▶ YANG PERLU DIKERJAKAN
1. Menurut profil pendiri UNIKOM, di bidang apa Prof. Eddy meraih gelar guru besar pada akhir 2019?
2. Tuliskan lanjutan profil pendiri UNIKOM, dimulai setelah kalimat terakhir yang ada.

Prof. Dr. Ir. H. Eddy Soeryanto Soegoto, M.T. (Founder & Rektor UNIKOM)

Oleh: Syulianita (Editor) - 29 January 2020

Naskah: Suci Yulianita Foto: Sutanto/Dok. UNIKOM

 

Tak banyak entrepreneur yang memiliki jiwa entrepreneur sejati. Rajin, tekun, pantang menyerah, jeli melihat peluang, action oriented, memiliki entrepreneurial mindset, serta disiplin merupakan kunci dan syarat mutlak untuk menjadi seorang entrepreneur. Dan, Prof. Dr. Ir. H. Eddy Soeryanto Soegoto, M.T. merupakan salah seorang entrepreneur andal di negeri ini, yang kiprahnya terkenal hingga ke mancanegara melalui kampus yang didirikannya sejak tahun 2000 silam, Universitas Komputer Indonesia atau yang lebih dikenal dengan nama UNIKOM.

 

Ya, jika mendengar nama UNIKOM tentu tak terlepas dari sosok Eddy Soeryanto Soegoto, sang Founder sekaligus Rektor. UNIKOM merupakan salah satu Universitas ternama di Bandung dan Indonesia yang namanya menjulang dan mentereng berkat segudang prestasi yang ditorehkan, baik oleh para mahasiswa maupun para dosen, mulai dari skala nasional hingga internasional.

 

Bahkan, seolah ingin memberi contoh terbaik, sang rektor pun pada akhir 2019 lalu menutup tahun dengan prestasi membanggakan. Ia meraih gelar guru besar di bidang Manajemen Kewirausahaan, yang pertama dan satu-satunya di Indonesia. “Salah satu tujuan saya menjadi guru besar ini untuk memacu para dosen agar bisa mengikuti jejak saya. Sebagai pimpinan tentu kita harus memberikan contoh, tekun mengurus jabatan fungsional hingga Guru Besar, lulus S3 tercepat dalam waktu 2 tahun 1 bulan, dan hal positif lainnya,” ungkap Prof. Eddy tanpa bermaksud membanggakan diri.

 

Seorang entrepreneur harus memiliki sikap action oriented, mampu menciptakan sesuatu dari nol, dari yang tak ada menjadi ada, dari biasa menjadi luar biasa, menghasilkan sesuatu berdasarkan daya kreativitas dan inovasi yang dimilikinya. Dan, itulah yang telah dihasilkan Prof. Eddy.

▶ DATA MENTAH
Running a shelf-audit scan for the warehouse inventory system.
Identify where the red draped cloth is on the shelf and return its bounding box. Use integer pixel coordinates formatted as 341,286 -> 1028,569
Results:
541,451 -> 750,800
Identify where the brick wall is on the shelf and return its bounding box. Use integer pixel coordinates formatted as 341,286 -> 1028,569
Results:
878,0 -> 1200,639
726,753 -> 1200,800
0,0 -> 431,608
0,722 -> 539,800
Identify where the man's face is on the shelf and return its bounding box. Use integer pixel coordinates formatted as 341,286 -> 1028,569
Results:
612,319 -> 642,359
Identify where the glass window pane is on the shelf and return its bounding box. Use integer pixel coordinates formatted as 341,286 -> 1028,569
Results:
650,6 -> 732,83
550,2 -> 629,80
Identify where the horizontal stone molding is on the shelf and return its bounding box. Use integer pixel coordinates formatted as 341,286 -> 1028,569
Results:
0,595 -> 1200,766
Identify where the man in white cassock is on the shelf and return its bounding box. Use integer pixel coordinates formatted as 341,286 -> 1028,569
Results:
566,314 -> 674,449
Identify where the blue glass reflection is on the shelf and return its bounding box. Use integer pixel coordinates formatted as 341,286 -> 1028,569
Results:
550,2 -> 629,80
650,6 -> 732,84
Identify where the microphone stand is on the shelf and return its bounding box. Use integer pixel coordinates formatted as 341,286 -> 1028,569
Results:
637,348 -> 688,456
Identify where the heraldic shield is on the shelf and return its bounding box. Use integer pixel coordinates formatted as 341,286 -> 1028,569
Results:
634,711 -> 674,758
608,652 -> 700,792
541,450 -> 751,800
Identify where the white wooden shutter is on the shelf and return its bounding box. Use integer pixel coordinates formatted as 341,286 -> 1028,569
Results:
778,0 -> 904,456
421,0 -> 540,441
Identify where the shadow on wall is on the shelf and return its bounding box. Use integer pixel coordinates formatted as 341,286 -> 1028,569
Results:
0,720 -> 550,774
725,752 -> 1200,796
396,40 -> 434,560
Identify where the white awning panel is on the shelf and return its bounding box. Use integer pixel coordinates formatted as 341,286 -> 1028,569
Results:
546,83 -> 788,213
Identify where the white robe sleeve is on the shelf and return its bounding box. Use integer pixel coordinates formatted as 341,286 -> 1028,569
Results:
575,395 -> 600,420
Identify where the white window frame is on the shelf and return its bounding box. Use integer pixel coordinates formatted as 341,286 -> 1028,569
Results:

▶ JAWABAN TIAP TUGAS
1. Di bidang Manajemen Kewirausahaan.

2.
Perjalanan panjang Prof. Eddy dalam membangun UNIKOM berawal dari hobi mengajar. Awalnya, sembari kuliah di ITB, Prof. Eddy menjadi guru, mengajar private door to door dengan berjalan kaki menyusuri Kota Bandung. Kemudian berkembang, ia memberanikan diri membuka lembaga bimbingan belajar, berkembang lagi menjadi LPKIG, berkembang lagi menjadi 2 Sekolah Tinggi (STMIK IGI & STIE IGI) yang akhirnya melebur menjadi UNIKOM pada tahun 2000. 

 

Sangat menarik jika melihat UNIKOM hadir dari tangan seorang entrepreneur seperti dirinya. Ia memiliki pengalaman dan bekal sebagai seorang entrepreneur sekaligus tokoh pendidik. Dengan demikian, Prof. Eddy yang terjun langsung memimpin di dalamnya ini, tahu betul bagaimana dan akan dibawa ke mana kampus yang terletak di Jalan Dipati Ukur Bandung ini. Itulah mengapa UNIKOM bisa berkembang sedemikian pesat dan menghasilkan prestasi-prestasi membanggakan.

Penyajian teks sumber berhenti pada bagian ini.